Problem 1 »
Edit Harold Homer's memoir by writing out the part that opens with the words containing "memoirs of Harold" and closes with "400 to 500.", with "army" changed to "forces".
Problem 2 »
According to Harold Homer's memoir, why did the children use a tennis ball when they set up a cricket pitch in the middle of Station Road?
— START OF Supplied passage —
Harold Homer
Happy Days
to Remember

memoirs of Harold Homer

Boyhood Days

As I was born in Castlethorpe in 1925, and have lived in the village all my life, apart from being in the army during the war, I thought that new residents in the village, who have never lived in a village before may like to know what village life was like between the two wars. Castlethorpe was much smaller than it is now with a population of only about 400 to 500.

Us children had a good time and Station Road was often our playground, children would not be able to play for twenty seconds in that road these days. We played games such as whips and tops, the tops were made of wood and either mushroom or "v" shaped. You tied some string on the end of a stick then wound the string around the top, pulling the string quickly made the top spin and you could keep it spinning by whipping it with the string. We sometimes played cricket in Chequers Field but if it was too wet we would put three wickets in a wooden block and set up a pitch in the middle of Station Road but then we would use a tennis ball as we did not want to risk breaking the house windows. There was very little traffic on the road, mainly horses and carts so when we were playing they would go by on the side. Another of our games was hoops, these were made of cast iron or wood about three feet in diameter, we had sticks with metal hooks on the end which we put round the hoops and ran up and down the road, bowling the hoops along. Other favourite games were hop scotch and conkers which are still played today.

In the summers when we were still at school we would go to a field just outside the village which was covered with cowslips. We would collect huge bunches and take them back home to mother who would make a gallon of wine. Believe me if you have never had cowslip wine, I can assure you that it has a wonderful taste. When September arrived we would go off to collect mushrooms, there were plenty in the fields round about. As well as the button mushrooms there were very large ones, many as big as dinner plates, we would extract the juice from these and pour it over our winter breakfast of egg, bacon and fried bread, lovely!

As boys we were very lucky here, we had the main railway line, for taking train numbers, the River Tove for fishing and the Grand Union Canal to watch the horse drawn barges. There were many barges in those days carrying mainly coal from the north to London. Many other cargoes were taken to the north from London. By evening the bargees would stable their horses at stables adjoining the Navigation Inn continuing their journey the next day. They looked after their horses and their barges very well, the brass bands round the barge chimneys were always highly polished. Being on the move all the time the bargees' children had very little education and very few of the parents could either read or write.
— END OF Supplied passage —
— START OF Supplied material —
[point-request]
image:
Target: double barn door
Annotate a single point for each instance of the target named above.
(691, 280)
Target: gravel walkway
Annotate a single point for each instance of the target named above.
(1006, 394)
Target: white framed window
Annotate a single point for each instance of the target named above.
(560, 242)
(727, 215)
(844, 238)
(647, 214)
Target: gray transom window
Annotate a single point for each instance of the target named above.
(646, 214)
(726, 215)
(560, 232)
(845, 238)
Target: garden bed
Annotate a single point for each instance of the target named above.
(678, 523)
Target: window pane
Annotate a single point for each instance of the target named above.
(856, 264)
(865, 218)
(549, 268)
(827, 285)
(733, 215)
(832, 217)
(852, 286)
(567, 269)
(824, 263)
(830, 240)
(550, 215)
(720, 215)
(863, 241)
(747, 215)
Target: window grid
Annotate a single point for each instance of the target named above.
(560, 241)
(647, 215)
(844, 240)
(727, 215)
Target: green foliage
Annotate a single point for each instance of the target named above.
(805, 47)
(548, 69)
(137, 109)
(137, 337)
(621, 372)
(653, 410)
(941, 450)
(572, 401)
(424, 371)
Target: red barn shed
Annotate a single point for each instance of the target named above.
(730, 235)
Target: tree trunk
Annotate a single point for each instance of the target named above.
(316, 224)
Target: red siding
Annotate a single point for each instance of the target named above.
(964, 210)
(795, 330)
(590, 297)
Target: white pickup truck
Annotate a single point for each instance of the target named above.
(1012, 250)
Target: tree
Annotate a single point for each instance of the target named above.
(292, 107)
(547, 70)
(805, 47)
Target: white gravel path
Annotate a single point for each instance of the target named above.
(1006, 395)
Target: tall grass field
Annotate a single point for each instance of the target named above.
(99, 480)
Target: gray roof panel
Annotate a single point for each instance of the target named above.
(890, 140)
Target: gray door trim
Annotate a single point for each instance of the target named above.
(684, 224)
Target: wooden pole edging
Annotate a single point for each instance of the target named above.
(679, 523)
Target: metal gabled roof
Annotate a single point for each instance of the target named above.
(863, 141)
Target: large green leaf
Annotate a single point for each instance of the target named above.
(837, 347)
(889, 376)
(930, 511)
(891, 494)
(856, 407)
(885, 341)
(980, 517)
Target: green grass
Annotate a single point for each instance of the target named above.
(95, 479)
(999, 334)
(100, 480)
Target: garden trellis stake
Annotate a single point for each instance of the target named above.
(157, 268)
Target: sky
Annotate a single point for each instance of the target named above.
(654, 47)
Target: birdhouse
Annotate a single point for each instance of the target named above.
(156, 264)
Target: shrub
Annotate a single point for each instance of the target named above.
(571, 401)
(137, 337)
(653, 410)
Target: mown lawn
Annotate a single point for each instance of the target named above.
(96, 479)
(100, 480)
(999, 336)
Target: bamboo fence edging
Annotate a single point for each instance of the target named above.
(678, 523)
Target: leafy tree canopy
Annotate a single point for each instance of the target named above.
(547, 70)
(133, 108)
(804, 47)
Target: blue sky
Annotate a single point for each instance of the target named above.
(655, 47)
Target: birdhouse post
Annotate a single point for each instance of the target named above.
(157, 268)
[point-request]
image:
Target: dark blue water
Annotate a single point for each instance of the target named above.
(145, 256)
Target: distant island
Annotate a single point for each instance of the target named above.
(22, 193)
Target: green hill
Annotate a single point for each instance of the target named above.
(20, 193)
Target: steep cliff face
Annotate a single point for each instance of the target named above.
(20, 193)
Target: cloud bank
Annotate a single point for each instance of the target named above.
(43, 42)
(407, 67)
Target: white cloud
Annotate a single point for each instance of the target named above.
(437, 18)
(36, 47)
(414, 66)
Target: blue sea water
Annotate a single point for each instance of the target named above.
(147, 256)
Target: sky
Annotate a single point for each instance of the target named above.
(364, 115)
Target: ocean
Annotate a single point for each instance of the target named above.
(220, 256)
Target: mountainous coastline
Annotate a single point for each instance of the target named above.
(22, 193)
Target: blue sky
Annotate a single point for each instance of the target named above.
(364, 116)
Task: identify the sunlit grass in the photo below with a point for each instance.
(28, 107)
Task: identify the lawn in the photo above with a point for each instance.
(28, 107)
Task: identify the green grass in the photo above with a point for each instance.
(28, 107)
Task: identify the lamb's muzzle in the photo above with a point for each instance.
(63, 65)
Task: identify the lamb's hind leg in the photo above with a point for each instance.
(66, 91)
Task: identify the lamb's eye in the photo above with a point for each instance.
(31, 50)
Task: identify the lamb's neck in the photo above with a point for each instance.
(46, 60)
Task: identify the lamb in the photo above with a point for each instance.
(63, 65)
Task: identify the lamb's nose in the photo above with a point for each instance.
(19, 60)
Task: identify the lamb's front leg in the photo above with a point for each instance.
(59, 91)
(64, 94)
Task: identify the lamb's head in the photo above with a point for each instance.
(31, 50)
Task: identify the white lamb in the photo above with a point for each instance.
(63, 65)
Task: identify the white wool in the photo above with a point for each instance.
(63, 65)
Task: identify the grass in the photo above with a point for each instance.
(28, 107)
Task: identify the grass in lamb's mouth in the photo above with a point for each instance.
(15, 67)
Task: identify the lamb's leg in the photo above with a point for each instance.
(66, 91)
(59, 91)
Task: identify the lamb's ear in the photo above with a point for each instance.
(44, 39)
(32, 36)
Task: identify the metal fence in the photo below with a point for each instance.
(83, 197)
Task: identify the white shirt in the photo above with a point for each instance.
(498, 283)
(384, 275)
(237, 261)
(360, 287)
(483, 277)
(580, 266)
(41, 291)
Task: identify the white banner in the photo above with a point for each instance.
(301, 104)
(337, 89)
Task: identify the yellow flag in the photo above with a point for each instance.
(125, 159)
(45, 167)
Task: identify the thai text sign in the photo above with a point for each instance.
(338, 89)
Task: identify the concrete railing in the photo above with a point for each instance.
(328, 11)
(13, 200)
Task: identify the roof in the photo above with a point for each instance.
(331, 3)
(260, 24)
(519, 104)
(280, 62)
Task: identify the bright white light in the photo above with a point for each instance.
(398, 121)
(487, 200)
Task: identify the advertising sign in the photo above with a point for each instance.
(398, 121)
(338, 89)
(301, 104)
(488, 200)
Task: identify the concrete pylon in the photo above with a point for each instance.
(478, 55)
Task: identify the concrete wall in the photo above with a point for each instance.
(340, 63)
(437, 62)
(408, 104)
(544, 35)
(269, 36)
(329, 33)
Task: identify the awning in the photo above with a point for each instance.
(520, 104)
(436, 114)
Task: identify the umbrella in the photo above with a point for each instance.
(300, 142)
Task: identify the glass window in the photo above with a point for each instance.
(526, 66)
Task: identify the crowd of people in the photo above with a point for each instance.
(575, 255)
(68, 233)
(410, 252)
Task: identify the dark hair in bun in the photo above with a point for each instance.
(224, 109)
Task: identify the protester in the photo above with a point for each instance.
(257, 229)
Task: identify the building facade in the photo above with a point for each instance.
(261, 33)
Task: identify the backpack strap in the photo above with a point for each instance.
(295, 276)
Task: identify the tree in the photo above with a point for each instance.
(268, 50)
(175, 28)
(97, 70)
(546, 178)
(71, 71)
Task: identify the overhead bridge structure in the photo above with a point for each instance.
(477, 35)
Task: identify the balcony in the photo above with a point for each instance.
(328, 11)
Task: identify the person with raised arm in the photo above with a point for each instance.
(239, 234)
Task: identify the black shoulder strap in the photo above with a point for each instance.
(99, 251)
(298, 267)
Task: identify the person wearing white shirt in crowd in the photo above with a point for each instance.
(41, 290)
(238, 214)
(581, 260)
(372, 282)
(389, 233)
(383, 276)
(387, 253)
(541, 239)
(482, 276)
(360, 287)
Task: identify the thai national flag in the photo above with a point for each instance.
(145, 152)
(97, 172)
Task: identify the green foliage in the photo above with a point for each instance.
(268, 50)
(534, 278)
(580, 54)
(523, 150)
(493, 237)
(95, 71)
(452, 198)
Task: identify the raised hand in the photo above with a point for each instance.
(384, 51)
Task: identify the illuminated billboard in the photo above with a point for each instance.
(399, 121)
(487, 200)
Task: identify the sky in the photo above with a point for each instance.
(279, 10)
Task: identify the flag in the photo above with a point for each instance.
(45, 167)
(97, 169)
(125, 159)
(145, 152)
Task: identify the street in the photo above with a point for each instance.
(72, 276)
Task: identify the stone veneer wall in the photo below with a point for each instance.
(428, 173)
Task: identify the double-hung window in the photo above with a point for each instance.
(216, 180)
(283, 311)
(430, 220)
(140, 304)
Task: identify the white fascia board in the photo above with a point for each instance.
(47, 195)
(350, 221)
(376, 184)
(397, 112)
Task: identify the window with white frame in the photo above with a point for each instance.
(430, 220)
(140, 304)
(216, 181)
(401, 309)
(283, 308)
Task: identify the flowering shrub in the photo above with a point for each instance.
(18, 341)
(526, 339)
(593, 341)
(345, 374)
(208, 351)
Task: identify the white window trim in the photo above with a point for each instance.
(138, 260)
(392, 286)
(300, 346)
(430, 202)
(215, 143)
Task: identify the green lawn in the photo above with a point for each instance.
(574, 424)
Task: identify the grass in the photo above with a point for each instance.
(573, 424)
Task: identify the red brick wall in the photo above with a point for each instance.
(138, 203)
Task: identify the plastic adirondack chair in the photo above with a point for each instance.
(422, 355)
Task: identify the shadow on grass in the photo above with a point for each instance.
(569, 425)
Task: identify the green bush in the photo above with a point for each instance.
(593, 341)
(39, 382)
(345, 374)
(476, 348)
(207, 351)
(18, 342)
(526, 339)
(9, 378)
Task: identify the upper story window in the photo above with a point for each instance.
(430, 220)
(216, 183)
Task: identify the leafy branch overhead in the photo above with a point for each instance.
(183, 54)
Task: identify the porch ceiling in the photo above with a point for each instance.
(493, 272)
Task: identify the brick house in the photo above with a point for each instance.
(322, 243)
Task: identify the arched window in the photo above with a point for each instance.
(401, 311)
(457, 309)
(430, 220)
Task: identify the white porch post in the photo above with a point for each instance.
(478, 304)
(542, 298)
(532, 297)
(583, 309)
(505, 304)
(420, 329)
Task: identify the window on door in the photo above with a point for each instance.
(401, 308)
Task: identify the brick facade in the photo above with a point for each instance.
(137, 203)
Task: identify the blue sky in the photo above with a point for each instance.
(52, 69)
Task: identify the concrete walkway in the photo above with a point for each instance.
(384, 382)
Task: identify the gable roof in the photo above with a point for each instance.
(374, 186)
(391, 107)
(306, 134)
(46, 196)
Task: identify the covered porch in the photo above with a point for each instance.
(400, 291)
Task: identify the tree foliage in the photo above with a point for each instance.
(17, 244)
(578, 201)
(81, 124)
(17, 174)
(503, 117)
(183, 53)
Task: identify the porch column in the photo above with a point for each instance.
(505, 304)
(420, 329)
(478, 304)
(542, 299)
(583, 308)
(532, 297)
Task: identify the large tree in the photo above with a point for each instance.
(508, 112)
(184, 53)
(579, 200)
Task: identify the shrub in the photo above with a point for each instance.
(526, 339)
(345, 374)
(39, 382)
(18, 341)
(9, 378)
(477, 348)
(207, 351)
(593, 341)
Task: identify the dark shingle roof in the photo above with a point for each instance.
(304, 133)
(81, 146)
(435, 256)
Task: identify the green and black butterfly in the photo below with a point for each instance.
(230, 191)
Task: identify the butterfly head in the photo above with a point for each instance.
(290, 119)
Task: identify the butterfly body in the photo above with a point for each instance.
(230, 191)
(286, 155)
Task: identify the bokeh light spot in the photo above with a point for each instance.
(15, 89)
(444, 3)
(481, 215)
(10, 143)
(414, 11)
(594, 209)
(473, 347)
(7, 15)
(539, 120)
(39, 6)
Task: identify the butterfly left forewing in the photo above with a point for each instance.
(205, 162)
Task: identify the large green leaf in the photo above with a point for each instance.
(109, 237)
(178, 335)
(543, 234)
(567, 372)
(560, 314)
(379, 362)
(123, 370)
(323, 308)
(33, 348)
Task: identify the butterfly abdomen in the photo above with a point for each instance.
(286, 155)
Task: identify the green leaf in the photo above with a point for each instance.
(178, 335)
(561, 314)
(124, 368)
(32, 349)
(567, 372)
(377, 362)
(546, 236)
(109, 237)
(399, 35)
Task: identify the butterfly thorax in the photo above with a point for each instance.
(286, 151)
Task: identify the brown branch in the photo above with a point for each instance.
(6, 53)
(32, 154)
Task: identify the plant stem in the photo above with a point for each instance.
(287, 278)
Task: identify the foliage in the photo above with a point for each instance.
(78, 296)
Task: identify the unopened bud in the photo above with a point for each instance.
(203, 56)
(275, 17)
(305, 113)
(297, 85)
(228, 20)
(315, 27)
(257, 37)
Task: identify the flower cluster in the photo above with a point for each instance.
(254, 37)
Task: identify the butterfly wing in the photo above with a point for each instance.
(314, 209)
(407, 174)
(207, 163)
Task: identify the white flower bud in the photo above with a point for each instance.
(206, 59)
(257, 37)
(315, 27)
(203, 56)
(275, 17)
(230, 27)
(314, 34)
— END OF Supplied material —
Full answer 1 »
memoirs of Harold Homer

Boyhood Days

As I was born in Castlethorpe in 1925, and have lived in the village all my life, apart from being in the forces during the war, I thought that new residents in the village, who have never lived in a village before may like to know what village life was like between the two wars. Castlethorpe was much smaller than it is now with a population of only about 400 to 500.

Full answer 2 »
They used a tennis ball because they did not want to risk breaking the house windows.